— What to produce —
Recast all of the data below as a Markdown table with two columns, Row and Data line. Give each line its own numbered row and leave out any blank lines.

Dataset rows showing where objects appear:
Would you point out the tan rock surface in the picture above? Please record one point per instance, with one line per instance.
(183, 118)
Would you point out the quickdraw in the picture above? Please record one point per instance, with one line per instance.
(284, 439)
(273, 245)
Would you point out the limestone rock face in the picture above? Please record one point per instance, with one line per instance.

— Solution to the exercise —
| Row | Data line |
|---|---|
| 1 | Would you point out the tan rock surface in the picture above? Please record one point per instance, with one line per instance. |
| 2 | (183, 118) |
| 3 | Would you point out the quickdraw in the picture above? Please record one point per instance, with one line per instance. |
| 4 | (284, 439) |
| 5 | (273, 245) |
| 6 | Would you point out the limestone rock face in the picture above? Please record one point per instance, with one line per instance. |